> _TEXTE FOURNI_
"""

Un long silence. Et un soupir. « Oui. Il souligne l’importance de ce qui se passera après 2030. Là-dessus, il a raison ». Cela veut-il dire, ai-je continué, que les estimations de l’ONU sont fausses ? Encore un long silence. « Non. Tout dépend des hypothèses de départ ». En d’autres termes : rien n’étant prévu à ce stade pour l’après 2030, les scénarios pour l’avenir dépendent entièrement de l’optimisme (« le monde se mettra d’accord pour continuer à réduire les émissions ») ou du pessimisme (« rien ne sera mis en place ») de la personne qui les formule.
Voilà qui nous amène au cœur du sujet. Le problème que je soulignais n’était pas un désaccord de type scientifique. Il y en a très peu en matière de climat. Le problème, c’est la façon dont nous parlons du changement climatique, des mesures à prendre pour nous assurer un avenir vivable.
Pas facile pour les Nations unies de communiquer sur le réchauffement climatique et les façons de le combattre. Insistez sur la probabilité d’une issue positive, et vous donnerez aux gens un faux sentiment de sécurité. Dites avec quelle facilité et avec quelle rapidité tout peut tourner à la catastrophe, et on en déduira qu’il est inutile de faire quoi que ce soit puisque tout est fichu de toute façon.
Entre autocongratulation et alarmisme
Résultat : l’ONU fait les deux. Ses communiqués de presse sur les deux études présentent un caractère bipolaire, oscillant entre l’autocongratulation et les avertissements sévères, les raisons d’être optimiste et les raisons d’être pessimiste. Mais son but étant de construire un soutien politique et populaire le plus solide possible à l’action internationale sur le climat, les bonnes intentions l’emportent toujours sur l’analyse clairvoyante et le verre sera toujours à moitié plein : « l’objectif des +2°C toujours à notre portée », « effort mondial sans précédent », etc.
Les think tanks sur le climat et les organisations non-gouvernementales – des acteurs majeurs qui comptent parfois des équipes de plusieurs milliers de personnes et gèrent des budgets de plusieurs millions de dollars – sont également confrontés au dilemme du verre à moitié vide ou à moitié plein, et la plupart s’en tirent par des jugements de Salomon. C’est leur boulot. Le fondateur de 350.org, l’ancien journaliste Bill McKibben, est passé maître dans l’art de marcher sur la corde raide entre espoir et désespoir, ce qui a largement contribué à modeler l’opinion publique mondiale en faveur de l’action pour le climat. Au bout du compte, chacun cherche à gagner des partisans à la cause et à les conserver.
Pour les journalistes, et tout particulièrement pour les journalistes d’agence, une telle attitude est impensable. Nous ne convoyons pas un message en faveur de telle ou telle cause. Nous rapportons des informations. Notre travail, tout comme celui des scientifiques, n’est efficace et honnête que s’il n’est pas biaisé.

"""

> _QUESTIONS À TRAITER_
**A.** Répondez aux questions suivantes à partir du texte sur la communication climatique.
(i) Quel métier Bill McKibben exerçait-il auparavant ?
(ii) Entre quelles deux attitudes oscillent les communiqués de presse de l'ONU sur les deux études ?
(iii) À quel travail le texte compare-t-il celui des journalistes ?
**B.** Poursuivez le texte sur la communication climatique en reprenant après sa dernière phrase.

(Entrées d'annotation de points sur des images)
"""

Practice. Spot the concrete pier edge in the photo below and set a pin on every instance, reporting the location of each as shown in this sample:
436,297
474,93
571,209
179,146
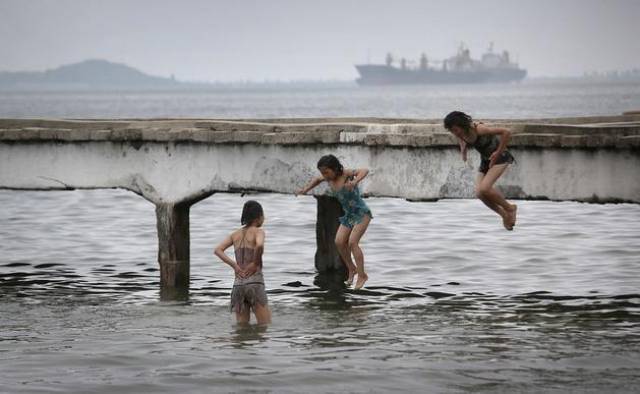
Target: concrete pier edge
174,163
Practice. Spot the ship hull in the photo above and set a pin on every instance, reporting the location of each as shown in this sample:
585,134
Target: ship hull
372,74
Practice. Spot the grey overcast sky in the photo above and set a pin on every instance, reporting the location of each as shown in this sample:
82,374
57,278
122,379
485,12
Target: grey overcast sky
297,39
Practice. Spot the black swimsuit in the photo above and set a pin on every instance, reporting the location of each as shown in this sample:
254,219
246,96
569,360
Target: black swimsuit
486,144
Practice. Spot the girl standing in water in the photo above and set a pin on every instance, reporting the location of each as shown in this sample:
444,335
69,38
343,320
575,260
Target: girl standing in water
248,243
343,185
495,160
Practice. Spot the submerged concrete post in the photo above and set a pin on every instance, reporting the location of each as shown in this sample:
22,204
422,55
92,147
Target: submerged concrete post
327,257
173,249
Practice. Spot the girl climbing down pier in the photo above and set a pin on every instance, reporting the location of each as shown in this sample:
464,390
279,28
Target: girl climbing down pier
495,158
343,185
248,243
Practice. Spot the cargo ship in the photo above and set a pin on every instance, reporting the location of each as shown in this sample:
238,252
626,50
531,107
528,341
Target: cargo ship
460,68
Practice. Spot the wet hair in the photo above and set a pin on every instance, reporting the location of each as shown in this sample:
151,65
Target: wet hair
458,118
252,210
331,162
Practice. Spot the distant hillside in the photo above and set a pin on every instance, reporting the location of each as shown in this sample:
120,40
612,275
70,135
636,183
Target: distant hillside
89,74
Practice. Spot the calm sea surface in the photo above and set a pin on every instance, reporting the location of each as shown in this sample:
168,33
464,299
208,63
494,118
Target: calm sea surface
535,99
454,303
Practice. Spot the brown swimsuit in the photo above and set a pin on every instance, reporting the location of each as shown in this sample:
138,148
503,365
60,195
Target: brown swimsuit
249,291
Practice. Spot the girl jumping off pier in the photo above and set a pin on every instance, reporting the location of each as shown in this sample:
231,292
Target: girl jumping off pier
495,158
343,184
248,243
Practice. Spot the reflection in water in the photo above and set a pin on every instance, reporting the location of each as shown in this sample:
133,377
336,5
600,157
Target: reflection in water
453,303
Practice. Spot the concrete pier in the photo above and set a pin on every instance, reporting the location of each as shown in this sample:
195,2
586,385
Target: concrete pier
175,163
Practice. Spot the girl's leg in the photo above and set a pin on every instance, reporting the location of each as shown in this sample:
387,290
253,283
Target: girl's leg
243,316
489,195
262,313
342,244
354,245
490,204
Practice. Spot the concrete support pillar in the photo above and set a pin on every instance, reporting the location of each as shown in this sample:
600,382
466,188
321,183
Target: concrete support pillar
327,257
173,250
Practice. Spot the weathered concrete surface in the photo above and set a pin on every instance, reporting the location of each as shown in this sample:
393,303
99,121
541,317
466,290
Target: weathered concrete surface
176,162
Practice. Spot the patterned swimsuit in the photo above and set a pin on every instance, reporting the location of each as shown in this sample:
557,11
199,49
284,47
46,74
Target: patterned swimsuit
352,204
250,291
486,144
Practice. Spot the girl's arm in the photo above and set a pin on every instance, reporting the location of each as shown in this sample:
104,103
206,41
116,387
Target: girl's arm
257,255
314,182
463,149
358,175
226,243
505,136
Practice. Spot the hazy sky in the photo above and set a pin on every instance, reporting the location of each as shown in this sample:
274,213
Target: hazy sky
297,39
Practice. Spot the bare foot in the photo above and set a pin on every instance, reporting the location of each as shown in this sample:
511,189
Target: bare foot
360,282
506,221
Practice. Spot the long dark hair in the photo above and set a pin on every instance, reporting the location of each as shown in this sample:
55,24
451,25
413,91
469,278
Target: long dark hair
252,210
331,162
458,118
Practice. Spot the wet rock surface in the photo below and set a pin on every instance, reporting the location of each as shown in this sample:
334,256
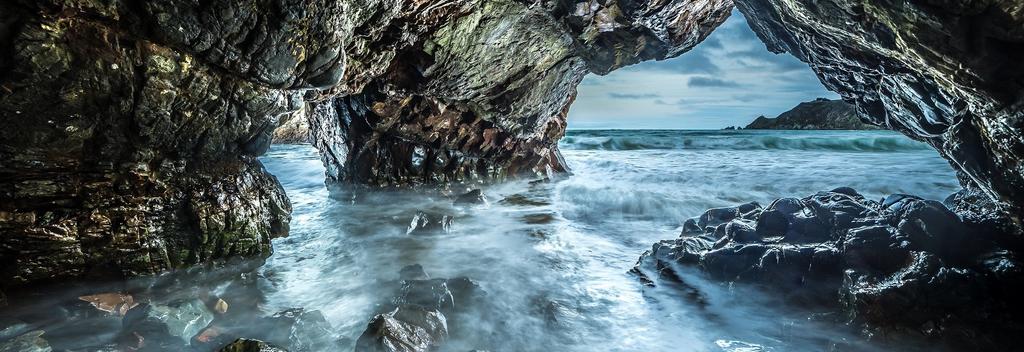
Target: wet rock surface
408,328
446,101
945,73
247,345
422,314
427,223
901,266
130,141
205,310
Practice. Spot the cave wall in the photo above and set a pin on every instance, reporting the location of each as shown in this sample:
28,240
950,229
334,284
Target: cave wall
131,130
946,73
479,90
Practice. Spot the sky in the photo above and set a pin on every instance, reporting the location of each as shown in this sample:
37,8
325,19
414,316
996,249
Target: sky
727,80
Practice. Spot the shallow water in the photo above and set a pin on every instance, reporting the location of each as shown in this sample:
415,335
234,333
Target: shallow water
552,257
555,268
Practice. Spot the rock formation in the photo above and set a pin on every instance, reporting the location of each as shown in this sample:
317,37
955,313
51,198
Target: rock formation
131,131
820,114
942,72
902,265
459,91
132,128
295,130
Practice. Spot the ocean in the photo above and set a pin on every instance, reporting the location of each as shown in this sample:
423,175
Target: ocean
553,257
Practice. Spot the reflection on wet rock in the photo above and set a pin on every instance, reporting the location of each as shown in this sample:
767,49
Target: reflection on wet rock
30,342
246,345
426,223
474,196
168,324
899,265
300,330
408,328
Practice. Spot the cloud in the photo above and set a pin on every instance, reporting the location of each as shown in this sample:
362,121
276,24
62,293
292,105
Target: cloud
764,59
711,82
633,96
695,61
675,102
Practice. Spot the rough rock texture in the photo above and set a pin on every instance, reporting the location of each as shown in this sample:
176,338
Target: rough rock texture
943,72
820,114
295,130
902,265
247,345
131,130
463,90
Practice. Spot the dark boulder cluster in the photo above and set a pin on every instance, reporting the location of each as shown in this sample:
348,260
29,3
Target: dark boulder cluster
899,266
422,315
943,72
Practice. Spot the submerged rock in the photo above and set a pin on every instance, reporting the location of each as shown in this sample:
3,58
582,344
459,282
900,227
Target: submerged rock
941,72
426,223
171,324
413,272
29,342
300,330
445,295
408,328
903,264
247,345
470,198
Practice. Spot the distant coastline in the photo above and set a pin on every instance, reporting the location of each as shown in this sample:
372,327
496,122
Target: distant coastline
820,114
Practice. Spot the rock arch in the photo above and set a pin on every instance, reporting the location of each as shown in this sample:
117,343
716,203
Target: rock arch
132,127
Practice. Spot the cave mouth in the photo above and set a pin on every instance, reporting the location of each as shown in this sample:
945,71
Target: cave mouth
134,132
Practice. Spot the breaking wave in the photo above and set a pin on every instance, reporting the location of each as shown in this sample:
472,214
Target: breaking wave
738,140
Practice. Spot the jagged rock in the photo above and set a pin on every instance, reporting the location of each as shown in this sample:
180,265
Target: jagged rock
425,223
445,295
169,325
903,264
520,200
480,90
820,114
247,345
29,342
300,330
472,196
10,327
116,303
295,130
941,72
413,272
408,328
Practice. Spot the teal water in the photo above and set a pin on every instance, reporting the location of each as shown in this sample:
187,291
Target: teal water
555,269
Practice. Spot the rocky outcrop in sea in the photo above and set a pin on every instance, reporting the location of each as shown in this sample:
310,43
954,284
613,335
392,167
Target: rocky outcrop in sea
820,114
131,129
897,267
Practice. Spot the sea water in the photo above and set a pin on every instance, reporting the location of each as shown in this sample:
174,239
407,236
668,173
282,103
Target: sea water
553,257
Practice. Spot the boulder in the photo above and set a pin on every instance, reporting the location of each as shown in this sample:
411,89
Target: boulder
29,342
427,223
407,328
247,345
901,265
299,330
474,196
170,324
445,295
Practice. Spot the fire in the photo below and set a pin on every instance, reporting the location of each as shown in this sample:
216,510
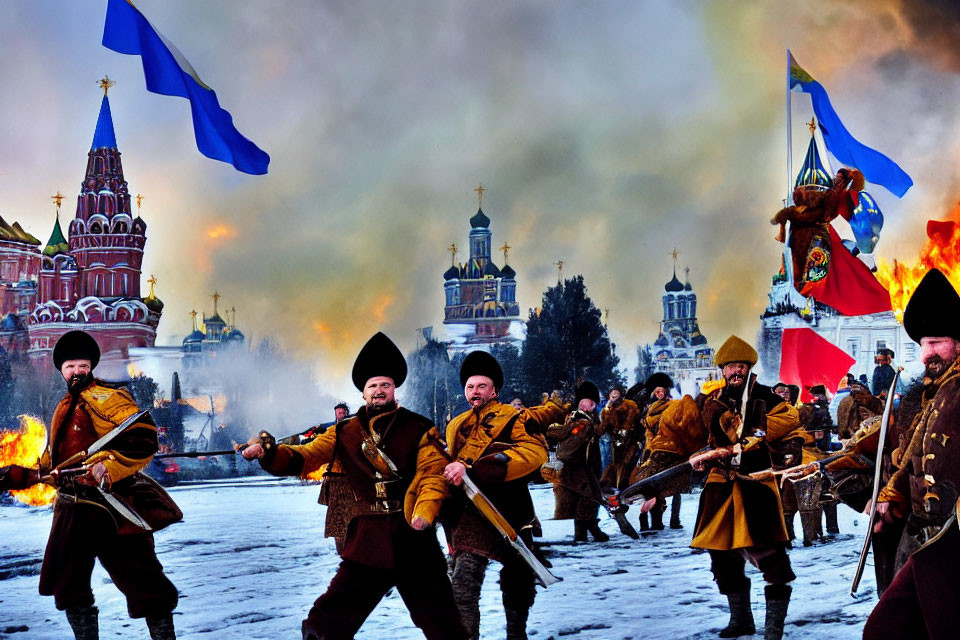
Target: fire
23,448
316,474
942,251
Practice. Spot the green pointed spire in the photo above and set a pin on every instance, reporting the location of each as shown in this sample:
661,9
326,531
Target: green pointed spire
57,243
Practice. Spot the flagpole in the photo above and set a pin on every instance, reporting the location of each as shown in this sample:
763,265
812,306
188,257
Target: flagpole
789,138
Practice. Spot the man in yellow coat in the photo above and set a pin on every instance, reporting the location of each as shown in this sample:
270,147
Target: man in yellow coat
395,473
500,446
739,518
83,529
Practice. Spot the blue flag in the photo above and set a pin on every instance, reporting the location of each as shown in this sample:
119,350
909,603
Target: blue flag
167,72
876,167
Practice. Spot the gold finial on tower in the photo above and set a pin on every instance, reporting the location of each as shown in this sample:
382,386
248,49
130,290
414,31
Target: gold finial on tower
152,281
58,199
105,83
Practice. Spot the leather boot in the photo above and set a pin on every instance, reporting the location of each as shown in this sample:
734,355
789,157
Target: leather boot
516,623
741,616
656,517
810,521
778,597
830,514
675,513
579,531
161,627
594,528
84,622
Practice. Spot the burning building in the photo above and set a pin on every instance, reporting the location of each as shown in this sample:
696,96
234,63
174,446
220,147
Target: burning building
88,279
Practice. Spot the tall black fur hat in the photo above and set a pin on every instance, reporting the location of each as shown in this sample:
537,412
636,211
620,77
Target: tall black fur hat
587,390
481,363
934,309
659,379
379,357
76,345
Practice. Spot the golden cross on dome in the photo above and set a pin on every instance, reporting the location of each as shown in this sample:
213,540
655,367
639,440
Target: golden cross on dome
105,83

"""
"""

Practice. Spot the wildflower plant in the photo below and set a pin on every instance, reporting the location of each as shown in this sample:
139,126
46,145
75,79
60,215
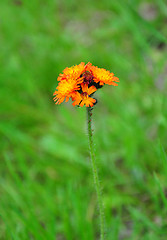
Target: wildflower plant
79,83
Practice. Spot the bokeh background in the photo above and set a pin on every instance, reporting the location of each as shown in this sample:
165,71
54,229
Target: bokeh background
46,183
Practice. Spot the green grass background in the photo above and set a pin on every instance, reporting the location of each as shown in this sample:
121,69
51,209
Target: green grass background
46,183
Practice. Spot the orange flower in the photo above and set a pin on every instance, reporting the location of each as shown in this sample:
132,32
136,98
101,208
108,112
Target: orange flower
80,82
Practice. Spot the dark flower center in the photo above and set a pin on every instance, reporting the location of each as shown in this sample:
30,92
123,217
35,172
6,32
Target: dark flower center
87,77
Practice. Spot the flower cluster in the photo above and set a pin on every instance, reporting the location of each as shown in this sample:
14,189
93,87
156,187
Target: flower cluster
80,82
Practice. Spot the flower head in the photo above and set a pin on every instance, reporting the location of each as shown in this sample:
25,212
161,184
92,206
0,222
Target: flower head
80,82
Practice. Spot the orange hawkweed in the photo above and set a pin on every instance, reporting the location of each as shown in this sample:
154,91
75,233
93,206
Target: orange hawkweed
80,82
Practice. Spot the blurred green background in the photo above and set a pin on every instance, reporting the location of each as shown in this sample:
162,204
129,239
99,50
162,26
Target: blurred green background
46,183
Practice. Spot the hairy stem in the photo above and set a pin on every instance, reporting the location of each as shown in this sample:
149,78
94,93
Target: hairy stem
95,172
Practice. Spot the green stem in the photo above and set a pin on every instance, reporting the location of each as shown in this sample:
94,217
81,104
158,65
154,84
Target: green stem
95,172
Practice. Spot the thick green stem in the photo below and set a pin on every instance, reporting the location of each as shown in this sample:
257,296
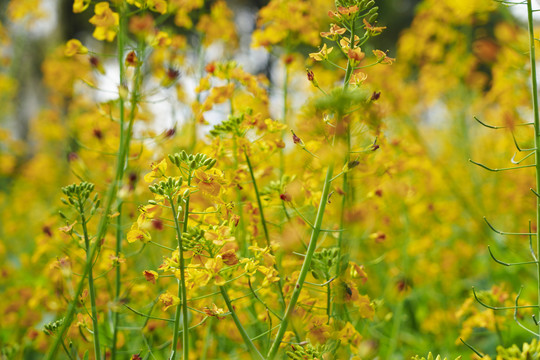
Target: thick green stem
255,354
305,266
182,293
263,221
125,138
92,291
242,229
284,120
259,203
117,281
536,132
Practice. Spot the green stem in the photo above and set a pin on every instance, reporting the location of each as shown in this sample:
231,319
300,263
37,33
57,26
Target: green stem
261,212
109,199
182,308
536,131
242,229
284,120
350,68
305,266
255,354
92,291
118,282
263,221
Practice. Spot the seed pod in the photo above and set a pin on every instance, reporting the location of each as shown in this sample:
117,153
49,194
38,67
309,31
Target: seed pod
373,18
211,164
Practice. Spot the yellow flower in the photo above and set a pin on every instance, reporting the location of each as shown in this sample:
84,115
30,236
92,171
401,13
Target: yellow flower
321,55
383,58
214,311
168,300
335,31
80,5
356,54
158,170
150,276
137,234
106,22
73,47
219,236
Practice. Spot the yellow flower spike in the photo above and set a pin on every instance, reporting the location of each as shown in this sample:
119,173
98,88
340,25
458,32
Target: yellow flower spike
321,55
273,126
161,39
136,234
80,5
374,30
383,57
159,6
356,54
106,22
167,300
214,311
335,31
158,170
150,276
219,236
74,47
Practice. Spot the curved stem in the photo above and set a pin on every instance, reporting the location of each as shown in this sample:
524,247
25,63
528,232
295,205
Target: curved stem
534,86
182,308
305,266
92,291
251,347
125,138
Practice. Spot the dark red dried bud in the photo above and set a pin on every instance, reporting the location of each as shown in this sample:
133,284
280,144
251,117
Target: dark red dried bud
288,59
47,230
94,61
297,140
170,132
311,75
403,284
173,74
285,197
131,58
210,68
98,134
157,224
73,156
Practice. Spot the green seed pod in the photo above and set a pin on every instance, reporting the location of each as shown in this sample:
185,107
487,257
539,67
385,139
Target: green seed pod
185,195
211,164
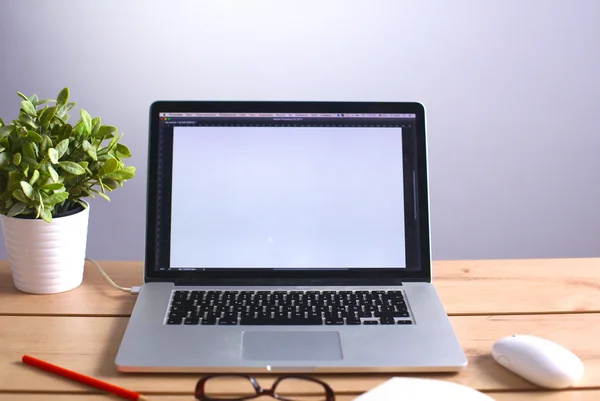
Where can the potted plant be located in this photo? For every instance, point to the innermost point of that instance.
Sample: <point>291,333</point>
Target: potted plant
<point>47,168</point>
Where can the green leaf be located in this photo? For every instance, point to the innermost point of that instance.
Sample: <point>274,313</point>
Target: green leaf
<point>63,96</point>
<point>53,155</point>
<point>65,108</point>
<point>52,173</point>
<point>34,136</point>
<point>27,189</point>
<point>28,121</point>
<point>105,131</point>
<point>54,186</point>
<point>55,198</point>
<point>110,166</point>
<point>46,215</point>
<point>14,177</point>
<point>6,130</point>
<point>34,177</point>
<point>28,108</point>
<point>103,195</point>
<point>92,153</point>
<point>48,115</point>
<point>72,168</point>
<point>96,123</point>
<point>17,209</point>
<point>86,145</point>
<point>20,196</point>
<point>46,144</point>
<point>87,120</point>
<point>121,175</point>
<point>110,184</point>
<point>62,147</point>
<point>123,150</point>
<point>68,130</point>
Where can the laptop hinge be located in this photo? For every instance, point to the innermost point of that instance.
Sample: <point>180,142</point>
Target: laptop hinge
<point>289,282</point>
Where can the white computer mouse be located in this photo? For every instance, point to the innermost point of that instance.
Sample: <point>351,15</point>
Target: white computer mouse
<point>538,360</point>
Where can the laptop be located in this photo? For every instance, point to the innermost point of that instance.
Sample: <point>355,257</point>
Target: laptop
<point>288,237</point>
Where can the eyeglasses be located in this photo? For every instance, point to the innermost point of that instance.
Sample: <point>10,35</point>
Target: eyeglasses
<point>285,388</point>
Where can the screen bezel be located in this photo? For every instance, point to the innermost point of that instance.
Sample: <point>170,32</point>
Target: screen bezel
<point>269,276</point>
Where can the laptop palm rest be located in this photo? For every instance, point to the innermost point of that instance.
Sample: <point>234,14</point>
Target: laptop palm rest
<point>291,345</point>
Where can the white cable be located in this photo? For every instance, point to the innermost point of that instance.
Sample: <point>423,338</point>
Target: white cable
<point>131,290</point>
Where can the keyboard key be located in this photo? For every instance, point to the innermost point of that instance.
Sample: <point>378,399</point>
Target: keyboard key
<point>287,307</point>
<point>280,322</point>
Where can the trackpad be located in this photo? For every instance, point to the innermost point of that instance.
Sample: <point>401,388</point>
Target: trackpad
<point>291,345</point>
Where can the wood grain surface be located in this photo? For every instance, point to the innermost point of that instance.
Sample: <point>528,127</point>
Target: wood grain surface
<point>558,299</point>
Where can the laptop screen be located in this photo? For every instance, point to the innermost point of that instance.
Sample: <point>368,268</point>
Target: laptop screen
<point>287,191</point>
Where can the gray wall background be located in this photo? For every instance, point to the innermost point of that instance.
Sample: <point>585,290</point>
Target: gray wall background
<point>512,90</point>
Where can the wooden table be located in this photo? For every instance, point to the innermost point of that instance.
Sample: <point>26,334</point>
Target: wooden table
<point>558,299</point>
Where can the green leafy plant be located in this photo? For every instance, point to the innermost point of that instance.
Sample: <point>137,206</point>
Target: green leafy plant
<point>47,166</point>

"""

> _RÉPONSES FINALES_
**A.**
(i) Il était journaliste.
(ii) Ils oscillent entre l'autocongratulation et les avertissements sévères.
(iii) Au travail des scientifiques.

**B.**
Et pourtant, les choses sont en train de changer, et c’est fascinant à observer : aussi bien dans les rédactions que chez les scientifiques, des règles tacites qui semblaient universelles s’infléchissent sensiblement dès qu’il s’agit de changement climatique.
Comme l’AFP reçoit les rapports de l’ONU sous « embargo » plusieurs jours avant leur publication officielle, les rubricards environnement ont beaucoup de temps pour les décortiquer et en discuter avec leurs collègues. Généralement, les débats qui surgissent nous permettent de bien juger de l’intérêt d’une histoire et de choisir l’angle le plus intéressant pour en parler. Mais cette fois, les discussions se sont aventurées en territoire inconnu.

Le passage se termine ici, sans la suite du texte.